**Supplied data:**
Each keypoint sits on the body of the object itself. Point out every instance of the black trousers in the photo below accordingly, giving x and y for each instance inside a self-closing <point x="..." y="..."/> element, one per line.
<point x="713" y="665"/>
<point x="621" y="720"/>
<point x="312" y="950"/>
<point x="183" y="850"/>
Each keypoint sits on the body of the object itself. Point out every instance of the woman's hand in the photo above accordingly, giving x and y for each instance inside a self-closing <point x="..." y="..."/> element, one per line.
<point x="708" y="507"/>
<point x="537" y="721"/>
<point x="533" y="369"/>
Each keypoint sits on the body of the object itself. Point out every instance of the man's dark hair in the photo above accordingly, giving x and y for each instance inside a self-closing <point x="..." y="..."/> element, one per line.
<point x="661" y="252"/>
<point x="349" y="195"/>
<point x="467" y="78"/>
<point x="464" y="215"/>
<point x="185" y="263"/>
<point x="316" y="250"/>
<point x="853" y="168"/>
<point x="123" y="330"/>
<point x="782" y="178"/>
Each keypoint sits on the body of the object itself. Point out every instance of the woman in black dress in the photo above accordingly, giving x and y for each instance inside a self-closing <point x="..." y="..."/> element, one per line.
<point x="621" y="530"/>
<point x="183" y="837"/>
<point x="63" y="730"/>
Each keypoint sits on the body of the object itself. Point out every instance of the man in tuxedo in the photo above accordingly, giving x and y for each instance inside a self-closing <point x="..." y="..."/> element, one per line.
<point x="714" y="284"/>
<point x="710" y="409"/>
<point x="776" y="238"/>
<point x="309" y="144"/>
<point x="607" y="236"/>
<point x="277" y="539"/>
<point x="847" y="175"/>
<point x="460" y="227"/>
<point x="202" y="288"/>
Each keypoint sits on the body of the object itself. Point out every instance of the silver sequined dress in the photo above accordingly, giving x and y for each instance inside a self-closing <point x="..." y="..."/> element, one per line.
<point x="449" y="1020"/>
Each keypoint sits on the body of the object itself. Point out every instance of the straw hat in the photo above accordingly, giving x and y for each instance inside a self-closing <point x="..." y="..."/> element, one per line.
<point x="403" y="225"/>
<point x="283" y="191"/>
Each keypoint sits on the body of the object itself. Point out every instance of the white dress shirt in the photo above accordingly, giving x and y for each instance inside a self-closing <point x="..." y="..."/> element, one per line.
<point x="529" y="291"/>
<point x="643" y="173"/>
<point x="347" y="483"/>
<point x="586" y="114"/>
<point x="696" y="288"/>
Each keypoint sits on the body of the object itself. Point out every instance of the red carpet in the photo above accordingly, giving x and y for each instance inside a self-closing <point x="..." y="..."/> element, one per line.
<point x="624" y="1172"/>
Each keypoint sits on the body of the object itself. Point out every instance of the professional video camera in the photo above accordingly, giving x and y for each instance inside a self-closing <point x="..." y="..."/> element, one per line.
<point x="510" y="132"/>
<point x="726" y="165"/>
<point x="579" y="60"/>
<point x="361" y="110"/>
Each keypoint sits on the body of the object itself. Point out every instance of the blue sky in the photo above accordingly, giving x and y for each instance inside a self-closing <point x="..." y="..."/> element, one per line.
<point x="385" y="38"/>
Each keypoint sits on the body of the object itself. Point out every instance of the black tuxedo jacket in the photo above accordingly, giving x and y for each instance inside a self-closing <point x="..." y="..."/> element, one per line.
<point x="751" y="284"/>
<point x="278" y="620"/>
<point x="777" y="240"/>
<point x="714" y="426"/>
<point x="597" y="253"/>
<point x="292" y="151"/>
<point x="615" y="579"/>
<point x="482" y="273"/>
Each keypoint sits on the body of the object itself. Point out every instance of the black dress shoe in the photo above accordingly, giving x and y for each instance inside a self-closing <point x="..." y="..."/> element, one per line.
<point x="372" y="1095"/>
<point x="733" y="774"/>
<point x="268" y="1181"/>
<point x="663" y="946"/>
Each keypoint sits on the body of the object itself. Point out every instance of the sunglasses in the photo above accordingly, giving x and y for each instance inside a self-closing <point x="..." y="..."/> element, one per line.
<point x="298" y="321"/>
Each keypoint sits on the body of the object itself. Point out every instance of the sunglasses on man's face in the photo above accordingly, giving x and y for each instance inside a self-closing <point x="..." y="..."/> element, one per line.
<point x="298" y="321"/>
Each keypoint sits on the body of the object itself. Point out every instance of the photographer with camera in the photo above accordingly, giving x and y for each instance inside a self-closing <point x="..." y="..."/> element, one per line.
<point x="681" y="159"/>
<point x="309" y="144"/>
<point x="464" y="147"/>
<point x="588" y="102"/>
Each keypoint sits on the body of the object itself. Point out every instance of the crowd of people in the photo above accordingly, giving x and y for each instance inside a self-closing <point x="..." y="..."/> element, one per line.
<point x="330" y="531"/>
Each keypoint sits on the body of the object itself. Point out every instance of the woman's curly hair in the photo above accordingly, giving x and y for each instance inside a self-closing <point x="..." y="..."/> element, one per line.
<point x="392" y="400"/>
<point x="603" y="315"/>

**Task:**
Having read the material, return all of it word for word.

**Response area:**
Each keypoint sits on the body of the object itself. Point out every instance of the black trousers in the photo below accordingly, giving x and y for each instance inside a self-closing <point x="..." y="..."/> element, one per line.
<point x="713" y="665"/>
<point x="621" y="720"/>
<point x="312" y="950"/>
<point x="183" y="850"/>
Each keypoint sits on the body of the object itself. Point out every instance of the woman's hand in the photo above accordingly, giving x and y for each instance inside a self-closing <point x="..." y="..."/> element, one per line.
<point x="708" y="507"/>
<point x="537" y="721"/>
<point x="533" y="369"/>
Each keypoint sits on the body of the object itself. Point out every instance of the man's dark hair in the photo above accordingly, giving x and y for each instance inside a self-closing <point x="..." y="..."/> element, one per line.
<point x="661" y="252"/>
<point x="349" y="195"/>
<point x="467" y="78"/>
<point x="464" y="215"/>
<point x="185" y="263"/>
<point x="316" y="250"/>
<point x="853" y="168"/>
<point x="123" y="330"/>
<point x="782" y="178"/>
Each keypoint sits on the body of the object itself. Point out every instance of the woman in black dress in the photo above accordingly, giving x and y for each instance inside a self-closing <point x="..." y="..."/> element, one per line.
<point x="621" y="530"/>
<point x="183" y="837"/>
<point x="63" y="730"/>
Each keypoint sits on the body of the object itself. Point out every instance of the man in tuxedo in the photo above accordingly, giving x and y for each instance inside a self-closing <point x="..." y="..."/> element, one per line.
<point x="714" y="284"/>
<point x="710" y="409"/>
<point x="776" y="238"/>
<point x="309" y="144"/>
<point x="607" y="236"/>
<point x="277" y="539"/>
<point x="847" y="175"/>
<point x="460" y="227"/>
<point x="202" y="288"/>
Each keypoint sits on the body of the object itself. Point out every instance of the silver sequined dress in the photo above accordingly, giving x and y for each instance inside a self-closing <point x="..." y="..."/> element, one per line.
<point x="449" y="1020"/>
Each keypoint sits on the body of the object itself. Point out every instance of the straw hat in the photo above accordingly, giving x and y for each instance inside a self-closing <point x="..." y="..."/> element, one per line.
<point x="403" y="225"/>
<point x="283" y="191"/>
Each keypoint sits on the body of the object itself. Point out every instance of the white dress shirt in the photo above accordingly, giving x and y for each instance inside a self-closing <point x="..." y="..."/> element, one per line.
<point x="529" y="291"/>
<point x="643" y="173"/>
<point x="347" y="483"/>
<point x="586" y="114"/>
<point x="696" y="288"/>
Each keypoint sits on the body of the object itself. Point out every instance of the red carpet in the photo above accordingly, giving x and y for each instance inside a self-closing <point x="..." y="..."/> element, one per line.
<point x="624" y="1172"/>
Each keypoint sits on the body of the object itself. Point out every instance of the professional video camera in the photo above accordingly, giving x and y for each instance inside a self-closing <point x="..." y="..."/> element, one per line.
<point x="510" y="132"/>
<point x="726" y="165"/>
<point x="579" y="60"/>
<point x="361" y="110"/>
Each keypoint sits on the body of the object itself. Point out every instance of the blue sky in the photo above accordingly, giving x and y for each instance inside a self-closing <point x="..." y="..."/> element, one per line.
<point x="385" y="38"/>
Each keypoint sits on the body of the object itself. Point out every instance of the black tuxedo jacket in the photo above accordingly, giving x and y for each instance inside a self-closing <point x="..." y="..."/> element, one per line.
<point x="751" y="284"/>
<point x="278" y="620"/>
<point x="777" y="240"/>
<point x="714" y="426"/>
<point x="597" y="253"/>
<point x="292" y="151"/>
<point x="615" y="579"/>
<point x="482" y="273"/>
Each keypoint sits on the body of the object itself. Point out every instance of the black dress shoe in the photo above accordingly, giving x and y for each instance inside a self-closing <point x="..." y="..."/> element, one per line.
<point x="372" y="1095"/>
<point x="733" y="774"/>
<point x="268" y="1181"/>
<point x="663" y="946"/>
Each keypoint sits on the body of the object itself. Point out every instance of the sunglasses in the photo above accordingly, giving x and y for each instance inside a self-closing <point x="..." y="..."/> element, one per line.
<point x="298" y="321"/>
Each keypoint sits on the body of the object itself. Point out every instance of the sunglasses on man's face in the photo above accordingly, giving x and y for each instance inside a self-closing <point x="..." y="..."/> element, one per line.
<point x="298" y="321"/>
Each keypoint sits on the body of the object itself. Point out every instance of the photographer with camera in the photo above accordingly, giving x and y for each instance inside a self-closing <point x="..." y="..."/> element, one per line.
<point x="681" y="159"/>
<point x="309" y="144"/>
<point x="464" y="147"/>
<point x="588" y="102"/>
Each keypoint sits on the body of the object itself. Point out every instance of the crowd of people in the photo above accordingly, giving x and y for each instance inside a self-closing <point x="..." y="..."/> element, one per line.
<point x="330" y="531"/>
Each keypoint sits on the body of the object itself. Point out every instance of the woman's curly hair in the photo above accordingly, giving x and y for each instance inside a self-closing <point x="..." y="..."/> element, one per line.
<point x="392" y="400"/>
<point x="603" y="315"/>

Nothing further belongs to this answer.